+++ Task data

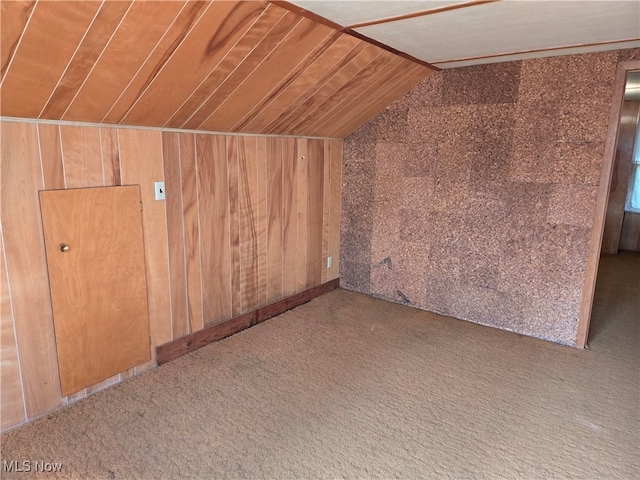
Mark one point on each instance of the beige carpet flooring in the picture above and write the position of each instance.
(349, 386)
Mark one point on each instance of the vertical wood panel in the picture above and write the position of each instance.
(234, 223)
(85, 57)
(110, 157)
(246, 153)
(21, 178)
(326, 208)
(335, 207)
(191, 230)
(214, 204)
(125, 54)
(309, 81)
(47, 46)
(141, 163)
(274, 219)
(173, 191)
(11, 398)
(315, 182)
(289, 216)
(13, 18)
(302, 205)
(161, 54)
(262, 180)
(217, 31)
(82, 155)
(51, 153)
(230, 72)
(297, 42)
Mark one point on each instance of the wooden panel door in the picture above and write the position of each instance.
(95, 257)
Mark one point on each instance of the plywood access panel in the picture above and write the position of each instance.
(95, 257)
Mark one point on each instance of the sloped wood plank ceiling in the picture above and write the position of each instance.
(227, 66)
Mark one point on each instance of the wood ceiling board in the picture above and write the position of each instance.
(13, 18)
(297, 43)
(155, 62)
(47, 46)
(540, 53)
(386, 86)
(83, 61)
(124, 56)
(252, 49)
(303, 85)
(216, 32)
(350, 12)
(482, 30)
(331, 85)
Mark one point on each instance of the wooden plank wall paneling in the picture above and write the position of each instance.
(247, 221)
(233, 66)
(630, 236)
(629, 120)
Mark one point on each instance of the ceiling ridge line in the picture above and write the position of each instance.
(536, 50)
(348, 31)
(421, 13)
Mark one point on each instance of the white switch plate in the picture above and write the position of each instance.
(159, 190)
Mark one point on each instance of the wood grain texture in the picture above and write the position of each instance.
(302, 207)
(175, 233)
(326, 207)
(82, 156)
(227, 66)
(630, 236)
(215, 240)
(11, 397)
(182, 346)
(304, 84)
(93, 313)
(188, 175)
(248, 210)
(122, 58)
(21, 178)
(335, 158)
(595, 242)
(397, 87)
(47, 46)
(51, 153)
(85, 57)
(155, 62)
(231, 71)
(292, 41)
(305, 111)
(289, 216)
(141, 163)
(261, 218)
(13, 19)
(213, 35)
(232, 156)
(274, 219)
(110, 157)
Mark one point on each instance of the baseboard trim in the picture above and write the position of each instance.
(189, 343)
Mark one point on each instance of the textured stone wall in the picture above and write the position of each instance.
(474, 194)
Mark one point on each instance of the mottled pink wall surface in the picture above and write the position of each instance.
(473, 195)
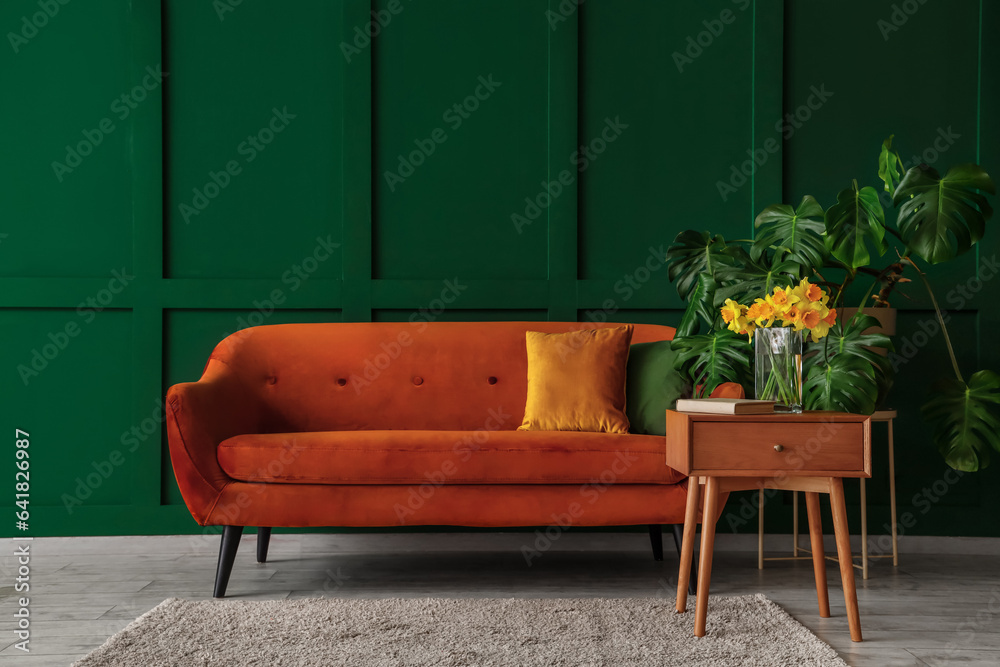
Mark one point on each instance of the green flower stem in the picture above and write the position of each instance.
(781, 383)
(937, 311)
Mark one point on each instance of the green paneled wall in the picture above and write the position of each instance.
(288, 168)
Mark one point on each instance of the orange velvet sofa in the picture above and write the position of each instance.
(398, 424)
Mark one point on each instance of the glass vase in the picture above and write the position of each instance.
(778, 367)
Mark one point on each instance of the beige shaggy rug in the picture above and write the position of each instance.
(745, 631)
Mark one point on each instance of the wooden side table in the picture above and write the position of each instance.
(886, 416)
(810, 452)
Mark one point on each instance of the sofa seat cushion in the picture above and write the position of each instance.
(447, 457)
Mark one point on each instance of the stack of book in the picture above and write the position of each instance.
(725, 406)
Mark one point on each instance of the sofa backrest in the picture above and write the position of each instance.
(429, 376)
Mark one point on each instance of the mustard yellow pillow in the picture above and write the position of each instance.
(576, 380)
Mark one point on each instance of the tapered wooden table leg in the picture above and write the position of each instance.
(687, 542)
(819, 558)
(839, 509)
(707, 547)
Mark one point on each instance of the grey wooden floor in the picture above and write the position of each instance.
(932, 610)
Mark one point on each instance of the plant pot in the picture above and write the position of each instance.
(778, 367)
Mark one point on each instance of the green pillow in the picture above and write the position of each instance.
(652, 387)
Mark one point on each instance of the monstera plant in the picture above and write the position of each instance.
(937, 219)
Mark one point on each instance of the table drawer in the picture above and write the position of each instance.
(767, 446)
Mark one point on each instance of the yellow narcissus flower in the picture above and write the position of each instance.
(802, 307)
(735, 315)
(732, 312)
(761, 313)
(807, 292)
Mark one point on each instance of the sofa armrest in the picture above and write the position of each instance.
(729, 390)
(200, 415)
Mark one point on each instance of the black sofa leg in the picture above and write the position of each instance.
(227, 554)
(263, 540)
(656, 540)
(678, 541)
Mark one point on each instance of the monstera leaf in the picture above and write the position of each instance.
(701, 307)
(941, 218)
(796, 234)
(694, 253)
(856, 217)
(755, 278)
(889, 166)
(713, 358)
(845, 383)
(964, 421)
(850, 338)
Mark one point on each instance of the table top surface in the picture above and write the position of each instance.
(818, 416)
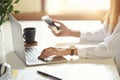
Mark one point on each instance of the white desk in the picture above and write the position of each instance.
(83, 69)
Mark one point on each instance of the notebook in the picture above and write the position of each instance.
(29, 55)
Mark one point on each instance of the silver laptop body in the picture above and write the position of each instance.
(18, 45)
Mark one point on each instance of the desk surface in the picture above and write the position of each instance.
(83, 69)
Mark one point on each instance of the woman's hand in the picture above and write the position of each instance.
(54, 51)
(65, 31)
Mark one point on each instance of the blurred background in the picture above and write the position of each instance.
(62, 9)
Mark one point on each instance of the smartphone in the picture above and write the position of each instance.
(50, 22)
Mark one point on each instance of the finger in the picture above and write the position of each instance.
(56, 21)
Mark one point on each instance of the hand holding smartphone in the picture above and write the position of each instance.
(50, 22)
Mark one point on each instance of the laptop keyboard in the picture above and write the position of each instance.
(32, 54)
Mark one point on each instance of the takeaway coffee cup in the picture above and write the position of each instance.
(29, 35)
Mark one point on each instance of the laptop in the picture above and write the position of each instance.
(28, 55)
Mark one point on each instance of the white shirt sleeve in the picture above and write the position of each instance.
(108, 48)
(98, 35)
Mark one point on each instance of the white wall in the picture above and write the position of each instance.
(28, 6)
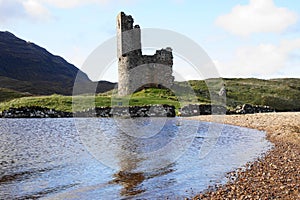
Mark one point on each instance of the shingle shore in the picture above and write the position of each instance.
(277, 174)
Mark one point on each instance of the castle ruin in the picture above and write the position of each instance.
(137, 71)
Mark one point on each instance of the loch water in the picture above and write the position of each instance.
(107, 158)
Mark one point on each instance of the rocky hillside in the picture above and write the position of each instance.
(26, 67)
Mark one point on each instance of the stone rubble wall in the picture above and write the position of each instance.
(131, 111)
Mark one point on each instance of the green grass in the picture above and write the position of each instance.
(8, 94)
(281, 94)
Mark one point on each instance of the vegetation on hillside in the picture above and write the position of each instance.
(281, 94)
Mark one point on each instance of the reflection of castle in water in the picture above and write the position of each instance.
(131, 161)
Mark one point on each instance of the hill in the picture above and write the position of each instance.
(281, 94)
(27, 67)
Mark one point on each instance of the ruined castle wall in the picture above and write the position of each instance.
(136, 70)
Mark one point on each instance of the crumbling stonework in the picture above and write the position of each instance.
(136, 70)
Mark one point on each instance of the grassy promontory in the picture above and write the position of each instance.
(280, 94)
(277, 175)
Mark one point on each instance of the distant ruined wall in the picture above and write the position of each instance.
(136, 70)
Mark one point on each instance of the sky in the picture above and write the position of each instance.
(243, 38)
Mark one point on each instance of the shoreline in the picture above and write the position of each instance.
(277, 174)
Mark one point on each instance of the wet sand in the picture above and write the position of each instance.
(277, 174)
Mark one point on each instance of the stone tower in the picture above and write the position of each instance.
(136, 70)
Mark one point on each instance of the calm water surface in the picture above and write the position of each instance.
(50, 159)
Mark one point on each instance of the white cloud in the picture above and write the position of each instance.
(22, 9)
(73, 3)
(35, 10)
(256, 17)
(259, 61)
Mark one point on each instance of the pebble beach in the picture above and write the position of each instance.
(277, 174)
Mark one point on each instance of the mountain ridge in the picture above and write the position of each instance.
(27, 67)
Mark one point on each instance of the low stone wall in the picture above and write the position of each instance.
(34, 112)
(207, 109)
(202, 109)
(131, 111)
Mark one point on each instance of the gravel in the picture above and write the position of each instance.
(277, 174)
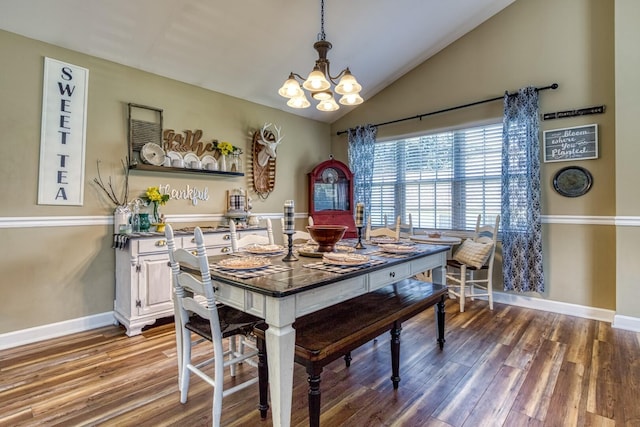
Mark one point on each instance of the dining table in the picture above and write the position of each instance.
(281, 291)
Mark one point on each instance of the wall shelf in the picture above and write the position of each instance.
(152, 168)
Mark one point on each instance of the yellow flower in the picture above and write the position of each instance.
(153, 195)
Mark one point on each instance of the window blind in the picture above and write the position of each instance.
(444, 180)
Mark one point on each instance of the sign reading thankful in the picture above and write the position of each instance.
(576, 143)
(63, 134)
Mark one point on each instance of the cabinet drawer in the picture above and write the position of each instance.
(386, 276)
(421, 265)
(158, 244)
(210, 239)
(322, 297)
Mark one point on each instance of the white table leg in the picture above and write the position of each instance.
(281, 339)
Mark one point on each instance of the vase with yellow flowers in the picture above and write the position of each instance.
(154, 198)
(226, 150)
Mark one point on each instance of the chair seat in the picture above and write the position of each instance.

++++++

Do this
Repeat verbatim the lines from the one holding "Mark one point on each instance of the pebble" through the end of the listing above, both ends included, but not the pictures.

Full answer
Mark one point on each instance of the pebble beach in the picture above and write the position of each instance.
(277, 174)
Mark one point on each instance of the mountain ridge in the picture above and write the position of each instance.
(27, 67)
Mark one point on each instance of the low stone wall in the picture above and write the position of each instance.
(34, 112)
(207, 109)
(202, 109)
(131, 111)
Mark one point on each instance of the gravel in the picture above and write the position of each instance.
(277, 174)
Mark one point on each instance of the dining table in the picture above and write the position of each instance.
(281, 291)
Mark one point on each instance of the wall shelf in the picture above and write the position of each instance.
(152, 168)
Mark one point on each instance of the yellow flower in the picture above and write the position of each instance.
(153, 195)
Mark one point on each instance of the window blind in the picture above and write the position of each instance.
(444, 180)
Mark one point on each instance of the sign reading thankful in the picture above and write the position of each instance.
(576, 143)
(63, 134)
Mark one point on each instance of the cabinet drawer in the picture above and write the position of each instance.
(386, 276)
(421, 265)
(158, 244)
(210, 239)
(322, 297)
Mark one point on each instance of the white table leg in the picture above and write the position of each instance.
(281, 339)
Mark one point on each instance of the vase with yellow flowers in the picture above and write the position of each instance.
(154, 198)
(226, 150)
Mark one point on each instance of the chair seat in the picture above and write the position of each instance.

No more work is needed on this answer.